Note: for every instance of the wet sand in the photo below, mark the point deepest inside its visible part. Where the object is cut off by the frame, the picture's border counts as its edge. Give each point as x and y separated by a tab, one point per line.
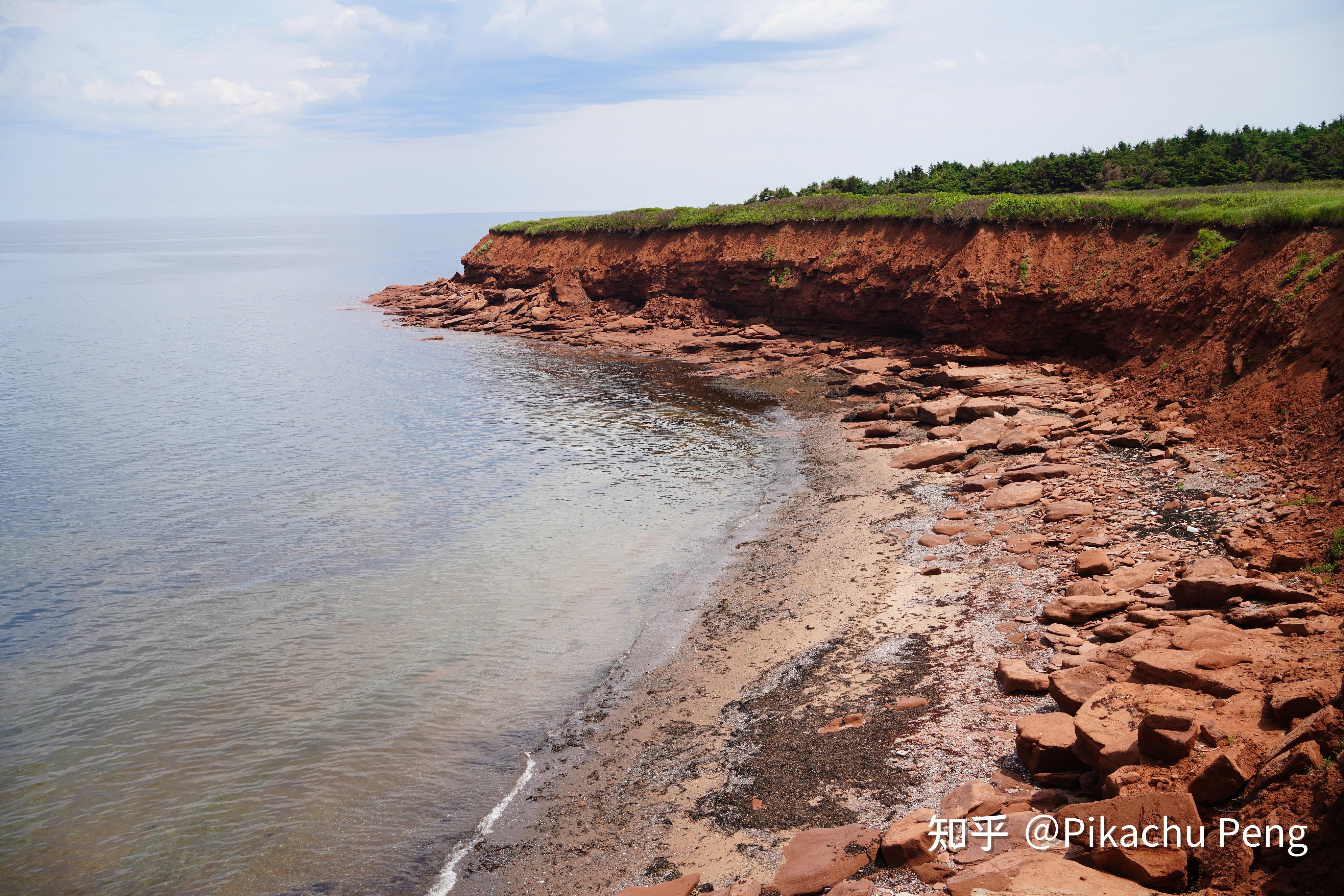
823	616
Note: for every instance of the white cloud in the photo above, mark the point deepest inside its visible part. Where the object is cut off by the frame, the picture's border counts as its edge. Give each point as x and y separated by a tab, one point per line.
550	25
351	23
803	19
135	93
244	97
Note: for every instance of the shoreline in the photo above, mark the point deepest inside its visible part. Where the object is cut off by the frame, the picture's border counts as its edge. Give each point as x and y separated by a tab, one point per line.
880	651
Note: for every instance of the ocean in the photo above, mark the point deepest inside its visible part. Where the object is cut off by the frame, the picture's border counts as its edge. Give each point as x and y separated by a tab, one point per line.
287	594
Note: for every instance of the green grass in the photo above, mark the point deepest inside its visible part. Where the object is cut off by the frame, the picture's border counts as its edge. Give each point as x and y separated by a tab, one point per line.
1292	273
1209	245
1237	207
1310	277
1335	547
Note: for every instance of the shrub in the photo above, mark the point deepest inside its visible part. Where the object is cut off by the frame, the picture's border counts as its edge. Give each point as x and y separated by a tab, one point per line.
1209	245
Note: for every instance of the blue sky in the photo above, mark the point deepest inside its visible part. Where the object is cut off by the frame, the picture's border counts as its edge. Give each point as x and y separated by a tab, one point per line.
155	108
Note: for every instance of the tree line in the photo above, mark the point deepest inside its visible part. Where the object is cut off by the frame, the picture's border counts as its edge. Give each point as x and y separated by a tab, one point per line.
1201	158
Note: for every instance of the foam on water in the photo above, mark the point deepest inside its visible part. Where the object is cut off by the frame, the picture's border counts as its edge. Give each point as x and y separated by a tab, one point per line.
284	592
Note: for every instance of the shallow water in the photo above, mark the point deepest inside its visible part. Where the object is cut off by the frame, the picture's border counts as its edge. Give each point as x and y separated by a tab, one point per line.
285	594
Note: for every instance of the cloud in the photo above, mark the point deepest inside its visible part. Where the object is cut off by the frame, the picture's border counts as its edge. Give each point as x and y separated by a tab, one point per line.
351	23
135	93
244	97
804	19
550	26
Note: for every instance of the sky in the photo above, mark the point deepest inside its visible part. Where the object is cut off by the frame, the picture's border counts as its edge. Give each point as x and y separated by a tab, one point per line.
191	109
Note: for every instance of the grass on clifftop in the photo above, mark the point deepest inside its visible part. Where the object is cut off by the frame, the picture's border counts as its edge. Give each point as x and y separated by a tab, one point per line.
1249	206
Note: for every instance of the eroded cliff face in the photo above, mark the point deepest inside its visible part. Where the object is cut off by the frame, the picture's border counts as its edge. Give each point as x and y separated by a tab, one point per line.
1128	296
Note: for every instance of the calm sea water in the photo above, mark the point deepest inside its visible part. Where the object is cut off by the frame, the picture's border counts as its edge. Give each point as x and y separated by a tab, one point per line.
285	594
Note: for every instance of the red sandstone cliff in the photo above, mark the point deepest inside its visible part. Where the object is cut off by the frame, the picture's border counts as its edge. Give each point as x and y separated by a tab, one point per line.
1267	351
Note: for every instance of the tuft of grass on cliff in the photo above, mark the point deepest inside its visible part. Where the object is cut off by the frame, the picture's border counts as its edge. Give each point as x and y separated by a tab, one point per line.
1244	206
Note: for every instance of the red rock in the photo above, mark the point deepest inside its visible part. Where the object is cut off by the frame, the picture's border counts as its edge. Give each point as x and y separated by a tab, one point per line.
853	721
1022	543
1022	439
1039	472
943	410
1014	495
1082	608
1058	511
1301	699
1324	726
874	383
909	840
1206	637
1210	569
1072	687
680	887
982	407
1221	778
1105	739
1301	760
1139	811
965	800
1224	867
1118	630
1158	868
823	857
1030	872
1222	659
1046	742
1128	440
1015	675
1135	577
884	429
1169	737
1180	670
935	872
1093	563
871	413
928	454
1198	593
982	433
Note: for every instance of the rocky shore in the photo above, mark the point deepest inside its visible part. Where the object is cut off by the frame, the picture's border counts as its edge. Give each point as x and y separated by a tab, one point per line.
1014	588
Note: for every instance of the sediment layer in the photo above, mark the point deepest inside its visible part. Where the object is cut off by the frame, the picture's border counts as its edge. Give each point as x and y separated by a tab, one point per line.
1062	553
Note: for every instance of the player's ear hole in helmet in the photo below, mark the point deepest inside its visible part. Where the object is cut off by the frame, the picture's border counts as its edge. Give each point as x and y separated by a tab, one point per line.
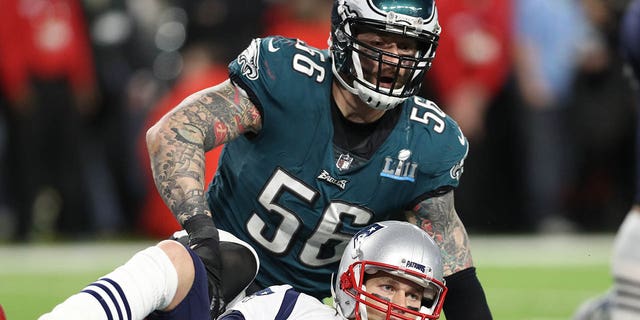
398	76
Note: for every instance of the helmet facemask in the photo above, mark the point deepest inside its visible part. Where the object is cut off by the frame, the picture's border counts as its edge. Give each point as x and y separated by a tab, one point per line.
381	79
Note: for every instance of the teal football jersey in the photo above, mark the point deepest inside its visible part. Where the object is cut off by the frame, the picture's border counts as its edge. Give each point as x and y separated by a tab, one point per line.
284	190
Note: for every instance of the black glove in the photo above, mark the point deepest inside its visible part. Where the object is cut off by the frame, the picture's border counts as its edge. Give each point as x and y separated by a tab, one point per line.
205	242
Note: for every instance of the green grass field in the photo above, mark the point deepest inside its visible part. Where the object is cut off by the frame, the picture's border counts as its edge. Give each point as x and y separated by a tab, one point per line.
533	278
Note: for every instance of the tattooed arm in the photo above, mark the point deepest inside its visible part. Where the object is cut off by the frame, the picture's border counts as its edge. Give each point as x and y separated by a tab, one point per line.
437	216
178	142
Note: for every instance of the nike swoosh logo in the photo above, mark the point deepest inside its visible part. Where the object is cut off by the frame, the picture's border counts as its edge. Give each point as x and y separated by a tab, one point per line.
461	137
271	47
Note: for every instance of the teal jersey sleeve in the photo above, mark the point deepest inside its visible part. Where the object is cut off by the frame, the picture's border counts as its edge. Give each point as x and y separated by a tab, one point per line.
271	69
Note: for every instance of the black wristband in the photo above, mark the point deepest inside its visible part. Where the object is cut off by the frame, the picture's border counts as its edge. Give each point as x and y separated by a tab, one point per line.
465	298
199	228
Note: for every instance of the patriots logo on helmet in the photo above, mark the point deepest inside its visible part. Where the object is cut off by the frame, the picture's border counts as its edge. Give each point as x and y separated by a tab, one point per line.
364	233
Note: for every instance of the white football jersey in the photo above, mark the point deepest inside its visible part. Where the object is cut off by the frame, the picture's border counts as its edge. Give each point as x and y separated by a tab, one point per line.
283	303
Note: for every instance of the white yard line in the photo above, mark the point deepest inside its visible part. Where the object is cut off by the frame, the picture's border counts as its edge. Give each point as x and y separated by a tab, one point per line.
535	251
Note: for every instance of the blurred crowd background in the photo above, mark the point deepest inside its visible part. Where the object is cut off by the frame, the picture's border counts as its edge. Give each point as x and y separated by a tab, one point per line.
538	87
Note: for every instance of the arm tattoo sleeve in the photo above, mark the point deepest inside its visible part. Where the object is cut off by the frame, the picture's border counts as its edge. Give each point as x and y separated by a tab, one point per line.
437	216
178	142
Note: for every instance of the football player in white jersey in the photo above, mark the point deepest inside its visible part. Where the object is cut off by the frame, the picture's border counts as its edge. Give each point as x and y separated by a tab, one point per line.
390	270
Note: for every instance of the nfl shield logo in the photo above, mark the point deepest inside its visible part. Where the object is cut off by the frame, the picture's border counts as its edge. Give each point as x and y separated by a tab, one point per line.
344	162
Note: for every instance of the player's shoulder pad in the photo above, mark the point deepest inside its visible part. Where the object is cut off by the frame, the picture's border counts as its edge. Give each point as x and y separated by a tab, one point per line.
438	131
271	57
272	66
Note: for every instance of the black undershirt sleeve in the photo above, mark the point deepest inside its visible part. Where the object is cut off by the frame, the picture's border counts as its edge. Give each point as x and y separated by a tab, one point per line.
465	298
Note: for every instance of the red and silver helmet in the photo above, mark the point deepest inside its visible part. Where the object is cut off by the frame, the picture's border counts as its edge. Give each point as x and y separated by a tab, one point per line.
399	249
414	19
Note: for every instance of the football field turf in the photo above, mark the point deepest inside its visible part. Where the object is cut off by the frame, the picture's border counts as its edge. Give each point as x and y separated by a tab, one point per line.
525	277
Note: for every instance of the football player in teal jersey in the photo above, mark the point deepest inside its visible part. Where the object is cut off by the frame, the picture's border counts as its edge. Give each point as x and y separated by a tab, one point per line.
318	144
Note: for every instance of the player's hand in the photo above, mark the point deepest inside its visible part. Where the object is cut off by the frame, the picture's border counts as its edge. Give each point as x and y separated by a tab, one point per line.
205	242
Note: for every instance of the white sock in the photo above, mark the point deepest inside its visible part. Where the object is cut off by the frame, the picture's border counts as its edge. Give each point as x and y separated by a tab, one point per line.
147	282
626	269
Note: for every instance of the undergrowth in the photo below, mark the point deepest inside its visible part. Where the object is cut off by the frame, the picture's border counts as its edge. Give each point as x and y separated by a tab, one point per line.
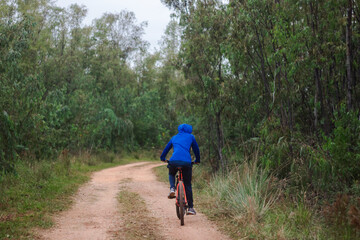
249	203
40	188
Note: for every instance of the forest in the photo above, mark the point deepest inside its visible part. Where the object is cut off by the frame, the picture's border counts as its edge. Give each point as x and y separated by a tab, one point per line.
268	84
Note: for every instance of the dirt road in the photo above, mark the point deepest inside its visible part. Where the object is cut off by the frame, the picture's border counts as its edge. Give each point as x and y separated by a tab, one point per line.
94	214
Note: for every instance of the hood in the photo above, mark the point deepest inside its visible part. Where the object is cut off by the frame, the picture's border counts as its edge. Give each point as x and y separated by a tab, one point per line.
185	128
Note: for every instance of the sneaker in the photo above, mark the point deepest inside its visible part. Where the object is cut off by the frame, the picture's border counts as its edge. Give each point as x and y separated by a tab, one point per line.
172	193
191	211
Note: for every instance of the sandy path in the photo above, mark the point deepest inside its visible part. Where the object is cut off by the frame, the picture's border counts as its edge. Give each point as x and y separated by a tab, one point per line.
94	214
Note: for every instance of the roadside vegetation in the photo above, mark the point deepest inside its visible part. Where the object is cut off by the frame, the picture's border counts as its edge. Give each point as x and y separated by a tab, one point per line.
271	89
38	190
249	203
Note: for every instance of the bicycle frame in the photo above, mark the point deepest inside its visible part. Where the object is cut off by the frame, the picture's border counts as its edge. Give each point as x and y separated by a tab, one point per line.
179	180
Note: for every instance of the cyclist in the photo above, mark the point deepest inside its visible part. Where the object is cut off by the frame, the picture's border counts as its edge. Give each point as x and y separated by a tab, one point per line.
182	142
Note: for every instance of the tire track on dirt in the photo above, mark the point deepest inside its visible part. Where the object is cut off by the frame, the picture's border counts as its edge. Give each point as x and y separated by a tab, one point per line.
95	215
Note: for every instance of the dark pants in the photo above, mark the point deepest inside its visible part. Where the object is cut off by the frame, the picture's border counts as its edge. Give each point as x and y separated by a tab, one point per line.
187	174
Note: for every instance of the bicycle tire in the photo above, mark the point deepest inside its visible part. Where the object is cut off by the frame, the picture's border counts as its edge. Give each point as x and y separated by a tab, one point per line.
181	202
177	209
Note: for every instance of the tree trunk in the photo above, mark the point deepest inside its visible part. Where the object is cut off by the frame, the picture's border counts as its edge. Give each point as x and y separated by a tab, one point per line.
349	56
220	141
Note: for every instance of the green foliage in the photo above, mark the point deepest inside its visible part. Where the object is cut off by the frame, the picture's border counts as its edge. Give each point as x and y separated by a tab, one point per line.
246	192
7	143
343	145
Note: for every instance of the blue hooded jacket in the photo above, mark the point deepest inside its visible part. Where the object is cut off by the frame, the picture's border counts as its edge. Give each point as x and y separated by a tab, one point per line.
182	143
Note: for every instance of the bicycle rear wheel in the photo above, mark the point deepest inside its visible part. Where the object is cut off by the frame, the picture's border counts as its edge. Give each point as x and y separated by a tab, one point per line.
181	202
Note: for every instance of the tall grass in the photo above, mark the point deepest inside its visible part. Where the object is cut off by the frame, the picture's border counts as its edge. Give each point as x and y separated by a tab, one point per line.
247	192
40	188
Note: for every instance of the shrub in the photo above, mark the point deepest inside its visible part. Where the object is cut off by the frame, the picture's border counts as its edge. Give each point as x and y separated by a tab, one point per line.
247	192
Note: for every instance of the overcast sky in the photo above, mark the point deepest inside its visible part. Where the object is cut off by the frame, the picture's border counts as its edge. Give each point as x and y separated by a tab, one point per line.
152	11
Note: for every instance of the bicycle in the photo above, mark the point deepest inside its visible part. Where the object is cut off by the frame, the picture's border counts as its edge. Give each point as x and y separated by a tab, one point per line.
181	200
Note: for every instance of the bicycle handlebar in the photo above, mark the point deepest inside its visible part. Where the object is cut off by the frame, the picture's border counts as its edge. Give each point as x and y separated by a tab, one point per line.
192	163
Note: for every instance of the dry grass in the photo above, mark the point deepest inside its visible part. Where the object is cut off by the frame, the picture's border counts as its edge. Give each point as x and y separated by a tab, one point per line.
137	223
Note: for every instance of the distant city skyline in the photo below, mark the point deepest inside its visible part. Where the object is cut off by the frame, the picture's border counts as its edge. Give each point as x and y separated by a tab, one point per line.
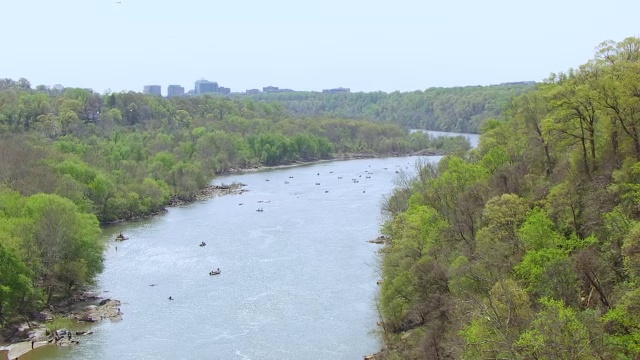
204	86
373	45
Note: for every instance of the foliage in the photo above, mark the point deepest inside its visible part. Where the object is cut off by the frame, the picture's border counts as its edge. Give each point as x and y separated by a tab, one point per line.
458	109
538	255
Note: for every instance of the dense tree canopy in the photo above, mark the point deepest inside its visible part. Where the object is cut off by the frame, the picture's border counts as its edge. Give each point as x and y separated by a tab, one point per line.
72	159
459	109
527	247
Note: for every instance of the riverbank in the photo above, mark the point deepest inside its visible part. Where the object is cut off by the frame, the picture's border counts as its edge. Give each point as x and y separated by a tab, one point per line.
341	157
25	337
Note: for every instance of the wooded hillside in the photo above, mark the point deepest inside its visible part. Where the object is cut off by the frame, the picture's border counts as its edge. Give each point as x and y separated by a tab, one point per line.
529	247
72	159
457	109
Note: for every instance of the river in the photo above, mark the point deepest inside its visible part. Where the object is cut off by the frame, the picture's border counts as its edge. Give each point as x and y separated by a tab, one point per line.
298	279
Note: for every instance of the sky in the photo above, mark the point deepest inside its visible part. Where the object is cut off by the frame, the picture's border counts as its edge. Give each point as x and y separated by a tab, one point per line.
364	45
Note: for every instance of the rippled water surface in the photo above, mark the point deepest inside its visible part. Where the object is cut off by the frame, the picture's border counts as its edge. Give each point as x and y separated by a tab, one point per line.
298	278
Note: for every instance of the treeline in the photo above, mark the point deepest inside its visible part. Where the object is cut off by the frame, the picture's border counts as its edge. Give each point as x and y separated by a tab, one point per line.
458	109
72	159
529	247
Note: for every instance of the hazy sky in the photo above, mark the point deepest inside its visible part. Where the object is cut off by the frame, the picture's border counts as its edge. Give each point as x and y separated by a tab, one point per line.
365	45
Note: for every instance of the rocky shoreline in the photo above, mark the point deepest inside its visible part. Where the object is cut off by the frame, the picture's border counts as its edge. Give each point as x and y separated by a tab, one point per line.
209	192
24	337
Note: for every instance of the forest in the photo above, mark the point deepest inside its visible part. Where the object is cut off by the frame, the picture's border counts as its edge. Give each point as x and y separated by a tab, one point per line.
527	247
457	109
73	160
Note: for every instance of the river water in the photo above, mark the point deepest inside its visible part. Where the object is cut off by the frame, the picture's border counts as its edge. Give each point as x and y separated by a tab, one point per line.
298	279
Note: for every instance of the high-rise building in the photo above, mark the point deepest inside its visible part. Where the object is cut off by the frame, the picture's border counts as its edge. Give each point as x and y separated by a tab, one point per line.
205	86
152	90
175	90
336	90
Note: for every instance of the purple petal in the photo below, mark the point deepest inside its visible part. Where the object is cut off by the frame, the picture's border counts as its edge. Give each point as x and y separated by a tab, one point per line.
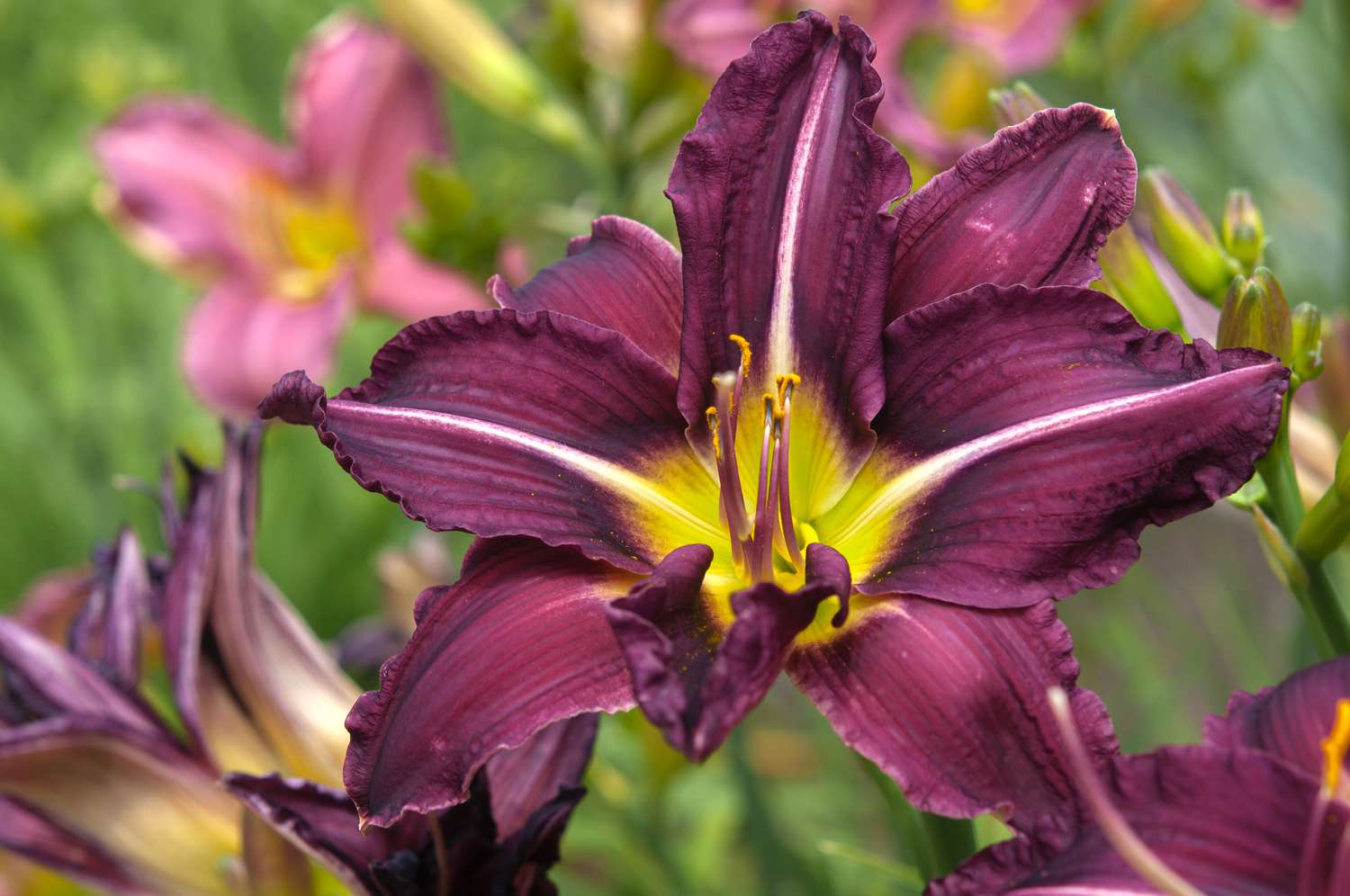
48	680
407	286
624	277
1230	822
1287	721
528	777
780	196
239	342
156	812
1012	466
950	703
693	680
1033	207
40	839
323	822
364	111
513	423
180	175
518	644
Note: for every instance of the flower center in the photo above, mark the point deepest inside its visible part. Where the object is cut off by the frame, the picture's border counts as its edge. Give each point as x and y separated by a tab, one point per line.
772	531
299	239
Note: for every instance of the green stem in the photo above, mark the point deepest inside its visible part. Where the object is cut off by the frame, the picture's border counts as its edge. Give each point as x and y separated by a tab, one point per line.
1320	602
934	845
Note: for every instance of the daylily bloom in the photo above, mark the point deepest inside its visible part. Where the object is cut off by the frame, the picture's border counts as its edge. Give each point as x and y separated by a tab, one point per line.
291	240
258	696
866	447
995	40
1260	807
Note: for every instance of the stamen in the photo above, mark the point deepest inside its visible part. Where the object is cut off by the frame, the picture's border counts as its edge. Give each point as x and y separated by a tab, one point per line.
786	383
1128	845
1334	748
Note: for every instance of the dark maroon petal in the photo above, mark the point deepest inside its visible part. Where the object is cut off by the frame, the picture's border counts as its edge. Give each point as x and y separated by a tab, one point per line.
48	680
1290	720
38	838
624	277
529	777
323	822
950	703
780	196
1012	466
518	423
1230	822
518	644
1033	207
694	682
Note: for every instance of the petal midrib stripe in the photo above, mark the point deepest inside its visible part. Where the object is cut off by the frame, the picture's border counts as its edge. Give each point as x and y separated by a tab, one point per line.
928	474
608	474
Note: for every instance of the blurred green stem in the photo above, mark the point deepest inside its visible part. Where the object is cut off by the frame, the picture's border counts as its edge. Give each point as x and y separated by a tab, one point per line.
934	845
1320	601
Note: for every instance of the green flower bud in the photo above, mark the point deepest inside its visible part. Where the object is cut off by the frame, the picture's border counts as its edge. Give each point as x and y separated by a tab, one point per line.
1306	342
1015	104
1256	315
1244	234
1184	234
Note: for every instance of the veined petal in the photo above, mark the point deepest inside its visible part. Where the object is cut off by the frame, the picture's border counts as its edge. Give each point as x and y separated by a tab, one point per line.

WHAT YOU ARE ASKED TO DO → Take the line that contains "Note: for every instance of the stamen" and every line after it through the end of the listing above, and repeat them exactly.

THE SOLUTION →
Note: for every instance of the stamen in the photo above, mark the point deepest inside its visible part. Where the object is cut off by the frame, the picture's border counts as its edge. Give each point as x and y separated by a tab, one point per line.
786	383
1128	845
1334	748
Note: for every instance of the dark maroon petal in the photo above, mark the point deepest inside its visible part. Where the object is cut off by the frame, the picture's border counts as its edge. Give each point as x and y separated by a tab, one point per line.
48	680
1290	720
38	838
624	277
529	777
323	822
950	703
780	196
1012	466
518	423
1230	822
518	644
1033	207
694	682
Note: for every instance of the petal midrib stripe in the photo above, mark the point deepest inside its visible part. Where the object is cut off by the frame, the picture's border counts as its edge. Give each point as x and y separated by a tab, one point per line.
928	474
608	474
Note: for every instance of the blurred green stem in the photo above, mark the point deepest inside its visible part. Where the object is cut off by the frame, the picture's border counts as its edge. Give each point as x and y separated by a tab, one point per line.
934	845
1320	601
Note: for every instance of the green flower bud in the photo above, mark the point deepest inside its visible part. Where the object is cut off by the frame, the picture's border counts as its edge. Give each point as x and y separated by a tab, one point per line.
1306	342
1015	104
1256	315
1244	234
1184	234
Note: for every instance of the veined petal in the photo above, mark the point deepest inside its visible part. Where the object is cut off by the frame, the picture's border counts as its edge. Give each point as x and y separated by a tab, one point per line.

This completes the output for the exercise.